• [INSTRUCTIONS]
1. According to the mast-sanding thread, why should the bottom 6 inches of the mast be left unsanded?
2. Answer these questions from the mast-sanding thread:
(a) What grit of sandpaper did the poster who sanded the trailing edge use?
(b) Besides a leash, what safety gear does the original poster say they have?
(c) By how much should you clear the board on every fall?
3. Please rewrite the mast-sanding thread from "When you’re riding" to "to back up.", replacing "summer" with "season".

• [GIVEN TEXT]
+ + + + + + +

I got my first foil setup which includes a Katana mast from Unifoil. On the mast there is a sticker which implies that the mast is sharp, and that one might consider sanding it down. I’ve posted a pic below of this. There are a few places I’ve read people talk about sanding down the tips of the front wings of their foils for safety, but not the mast.
Is this something that would be good to do given that I’m a beginner and it’s likely I’ll bump this thing in the water?
You have to work really hard to touch the back of the mast. I almost never come into contact with it. As a beginner you’ll kick the stab for sure though and cut your feet. If you are nervous and have to sand it mark off and don’t touch/sand the bottom 6 in of the mast. That’s the most important part for efficiency and ventilation.
Safety tips - use a leash in the beginning - if you feel it pulling your safe , no pull cover your head and face.
Anytime I go down and I’m not 100% in control of the board I have one arm wrapped around my face, hand on the back of my head.
Practice keeping you feet glued to the pad when you go down - I’ll be upside down and backwards in the whitewater but my feet are still controlling the board
Thanks for the run down. If it’s pretty rare to come in contact with it I’ll probably leave it then. I have muscle memory from surfing to cover my/head face when I fall.
As far as other safety stuff is concerned, I am planning on using a leash in the beginning and I also have a helmet.
Just remember that you have to clear the board by two feet on every fall. Once you’re used to that you’re pretty safe.
Don’t correct, eject. Trying to save a fall is what gets surfers in trouble when they’re learning. Keep your entire body in line with the mast. Don’t lean out over the rail.
I sanded my trailing edge. I just took a block of wood wrapped in 120 grit sandpaper and ran it the full length of the mast one pass at a time until it didn’t feel deadly. I have not experienced any ventilation or unexplained dropouts while proning, winging or downwinding.
Peace of mind is worth the half % of efficiency that I may have lost.
Cedrus is not soft at all. Maybe if you smash through the outer coating and do enough damage to reach the rubber but any non catastrophic impacts are going to be the same as other masts. However, it’s VERY dull on the front and back so you won’t be cutting yourself with it.
When you’re riding your mast should not be getting heated by the sun. Not once this summer has that mast ever felt soft and capable of being pushed in with my finger. Claiming it’s soft and won’t hurt people is something I would never be able to back up.

+ + + + + + +

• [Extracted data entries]
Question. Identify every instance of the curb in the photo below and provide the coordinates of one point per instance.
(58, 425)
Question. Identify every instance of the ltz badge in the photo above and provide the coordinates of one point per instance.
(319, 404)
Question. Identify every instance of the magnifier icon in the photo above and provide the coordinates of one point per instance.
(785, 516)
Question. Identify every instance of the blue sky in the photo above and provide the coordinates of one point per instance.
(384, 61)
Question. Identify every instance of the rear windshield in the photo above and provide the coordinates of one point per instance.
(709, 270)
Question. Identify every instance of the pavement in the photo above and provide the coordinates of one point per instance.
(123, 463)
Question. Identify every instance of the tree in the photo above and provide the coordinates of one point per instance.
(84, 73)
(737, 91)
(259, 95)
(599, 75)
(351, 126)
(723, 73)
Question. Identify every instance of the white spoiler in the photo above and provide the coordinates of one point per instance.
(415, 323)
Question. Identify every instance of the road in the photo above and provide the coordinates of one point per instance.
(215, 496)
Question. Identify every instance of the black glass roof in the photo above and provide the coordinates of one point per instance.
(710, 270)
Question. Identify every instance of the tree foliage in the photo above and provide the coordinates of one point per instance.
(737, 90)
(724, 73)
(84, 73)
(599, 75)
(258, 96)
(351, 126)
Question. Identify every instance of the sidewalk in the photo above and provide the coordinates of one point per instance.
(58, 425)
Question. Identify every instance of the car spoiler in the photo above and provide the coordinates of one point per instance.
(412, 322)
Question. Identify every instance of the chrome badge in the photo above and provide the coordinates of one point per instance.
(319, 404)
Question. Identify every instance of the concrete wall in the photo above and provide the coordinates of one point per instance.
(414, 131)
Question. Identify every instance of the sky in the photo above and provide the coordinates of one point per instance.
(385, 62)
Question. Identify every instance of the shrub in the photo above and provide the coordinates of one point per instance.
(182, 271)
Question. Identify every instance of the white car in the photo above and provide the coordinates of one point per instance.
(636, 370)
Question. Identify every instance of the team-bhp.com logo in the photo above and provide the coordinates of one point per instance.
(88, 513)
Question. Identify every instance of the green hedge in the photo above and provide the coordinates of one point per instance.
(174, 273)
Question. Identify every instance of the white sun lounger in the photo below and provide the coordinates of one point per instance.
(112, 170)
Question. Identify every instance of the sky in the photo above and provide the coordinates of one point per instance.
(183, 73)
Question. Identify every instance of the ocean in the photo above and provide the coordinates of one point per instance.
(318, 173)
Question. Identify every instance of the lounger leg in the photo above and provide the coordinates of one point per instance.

+ + + + + + +

• [COMPLETE ANSWERS]
1. The bottom 6 inches should be left unsanded because that is the most important part of the mast for efficiency and ventilation.

2.
(a) 120 grit.
(b) A helmet.
(c) By two feet.

3.
When you’re riding your mast should not be getting heated by the sun. Not once this season has that mast ever felt soft and capable of being pushed in with my finger. Claiming it’s soft and won’t hurt people is something I would never be able to back up.